[Entries from a point annotation set]
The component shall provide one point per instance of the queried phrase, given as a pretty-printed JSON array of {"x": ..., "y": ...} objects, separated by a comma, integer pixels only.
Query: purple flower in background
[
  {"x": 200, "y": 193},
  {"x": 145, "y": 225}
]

◆ Required work
Print these lines of data again without any changes.

◆ Result of this exercise
The component shall provide one point per instance of the queried phrase, given as a pretty-printed JSON array of {"x": ..., "y": ...} objects, separated by a comma, integer pixels only.
Query: purple flower in background
[
  {"x": 200, "y": 193},
  {"x": 145, "y": 225}
]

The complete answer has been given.